Count the lines in the material below that contain the word "green". Reply with only the number.

-- Start PROVIDED DATA --

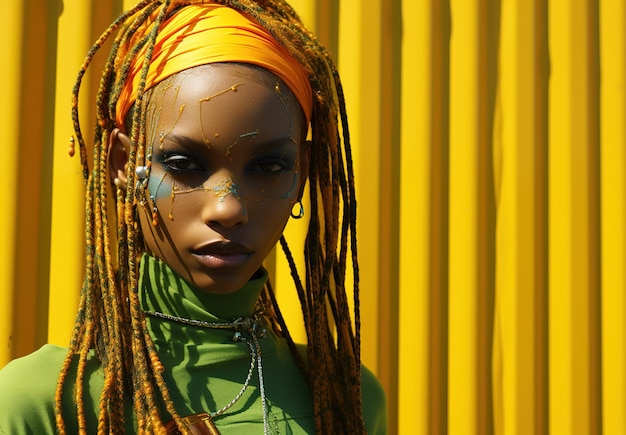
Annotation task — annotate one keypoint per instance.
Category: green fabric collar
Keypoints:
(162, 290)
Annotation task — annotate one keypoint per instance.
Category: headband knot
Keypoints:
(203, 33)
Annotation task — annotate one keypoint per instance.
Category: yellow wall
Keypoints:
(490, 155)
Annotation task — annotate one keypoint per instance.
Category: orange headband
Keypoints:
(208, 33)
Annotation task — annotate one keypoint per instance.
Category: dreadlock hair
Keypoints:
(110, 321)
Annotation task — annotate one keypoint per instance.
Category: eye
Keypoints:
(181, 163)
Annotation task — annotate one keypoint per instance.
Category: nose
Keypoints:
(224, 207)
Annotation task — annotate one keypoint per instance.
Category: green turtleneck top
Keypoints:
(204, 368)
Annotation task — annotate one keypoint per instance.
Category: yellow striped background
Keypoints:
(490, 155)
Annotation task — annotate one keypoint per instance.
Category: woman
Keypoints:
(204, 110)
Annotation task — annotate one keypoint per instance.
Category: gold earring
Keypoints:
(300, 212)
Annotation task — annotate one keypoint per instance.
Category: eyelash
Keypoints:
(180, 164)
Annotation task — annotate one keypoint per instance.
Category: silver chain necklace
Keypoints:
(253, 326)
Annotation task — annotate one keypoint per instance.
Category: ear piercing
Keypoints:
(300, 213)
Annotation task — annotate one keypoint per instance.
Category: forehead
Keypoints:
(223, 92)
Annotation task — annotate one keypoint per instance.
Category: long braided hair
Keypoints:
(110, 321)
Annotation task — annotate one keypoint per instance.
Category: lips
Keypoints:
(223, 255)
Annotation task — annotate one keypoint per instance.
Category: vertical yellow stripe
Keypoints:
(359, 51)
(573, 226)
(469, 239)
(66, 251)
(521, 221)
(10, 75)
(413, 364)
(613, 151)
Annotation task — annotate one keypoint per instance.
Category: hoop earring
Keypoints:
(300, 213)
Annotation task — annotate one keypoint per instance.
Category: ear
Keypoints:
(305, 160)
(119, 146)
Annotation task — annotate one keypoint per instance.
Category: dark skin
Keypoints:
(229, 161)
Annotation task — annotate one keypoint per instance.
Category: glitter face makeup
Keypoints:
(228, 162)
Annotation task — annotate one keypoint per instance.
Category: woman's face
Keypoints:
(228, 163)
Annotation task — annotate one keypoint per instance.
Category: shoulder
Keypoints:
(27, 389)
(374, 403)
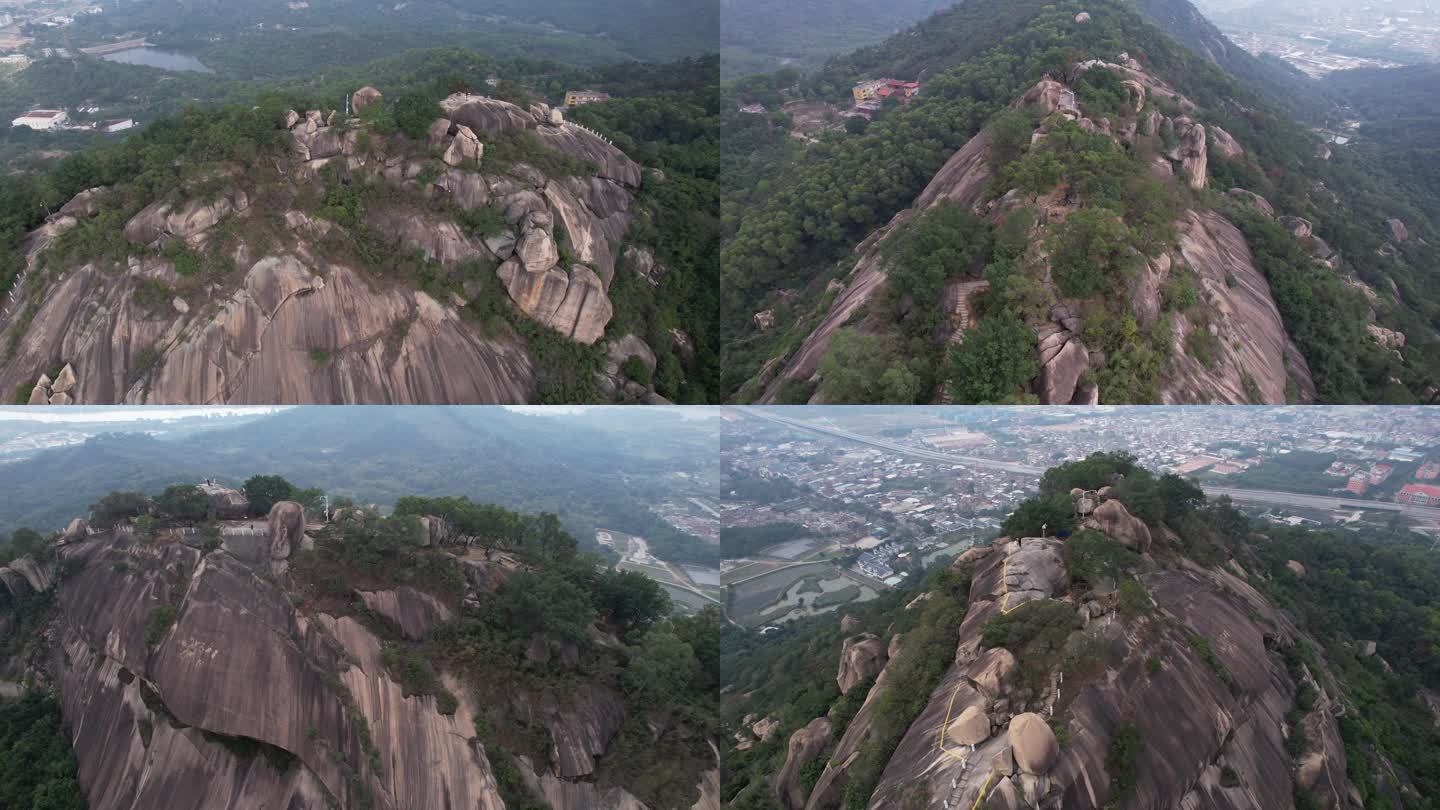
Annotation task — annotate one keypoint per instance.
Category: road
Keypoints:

-- End PROVIDED DATA --
-- Start PROVIDED DATA --

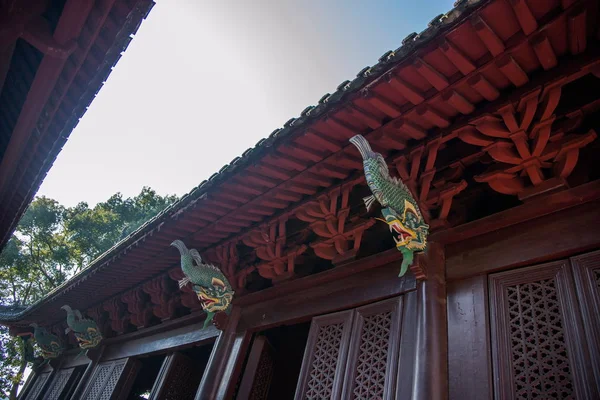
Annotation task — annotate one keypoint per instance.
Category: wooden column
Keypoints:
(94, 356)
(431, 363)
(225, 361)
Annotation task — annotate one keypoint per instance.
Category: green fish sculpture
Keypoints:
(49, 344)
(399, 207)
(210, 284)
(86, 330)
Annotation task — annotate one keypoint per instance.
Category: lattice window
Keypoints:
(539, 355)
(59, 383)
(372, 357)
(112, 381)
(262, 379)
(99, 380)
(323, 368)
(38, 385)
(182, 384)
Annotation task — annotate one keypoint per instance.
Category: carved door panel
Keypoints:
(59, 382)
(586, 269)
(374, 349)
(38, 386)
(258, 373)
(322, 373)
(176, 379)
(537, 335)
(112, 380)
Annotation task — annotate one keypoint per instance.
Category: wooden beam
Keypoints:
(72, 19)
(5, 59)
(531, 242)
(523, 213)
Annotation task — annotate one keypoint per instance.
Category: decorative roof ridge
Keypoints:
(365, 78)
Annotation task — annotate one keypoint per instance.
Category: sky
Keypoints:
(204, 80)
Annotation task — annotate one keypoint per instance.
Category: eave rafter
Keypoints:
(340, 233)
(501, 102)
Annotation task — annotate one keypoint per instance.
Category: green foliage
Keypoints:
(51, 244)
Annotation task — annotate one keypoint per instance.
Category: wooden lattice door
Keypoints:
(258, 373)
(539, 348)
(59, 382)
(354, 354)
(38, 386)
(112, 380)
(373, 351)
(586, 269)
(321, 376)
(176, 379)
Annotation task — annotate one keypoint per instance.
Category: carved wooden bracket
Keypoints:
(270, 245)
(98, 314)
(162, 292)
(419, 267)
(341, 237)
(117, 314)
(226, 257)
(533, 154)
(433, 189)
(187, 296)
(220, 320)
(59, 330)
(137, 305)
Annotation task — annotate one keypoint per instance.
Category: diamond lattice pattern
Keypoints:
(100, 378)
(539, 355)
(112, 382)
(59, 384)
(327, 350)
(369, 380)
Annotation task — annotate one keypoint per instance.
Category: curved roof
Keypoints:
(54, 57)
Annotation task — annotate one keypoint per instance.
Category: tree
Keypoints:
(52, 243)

-- End PROVIDED DATA --

◆ EXERCISE RESULT
4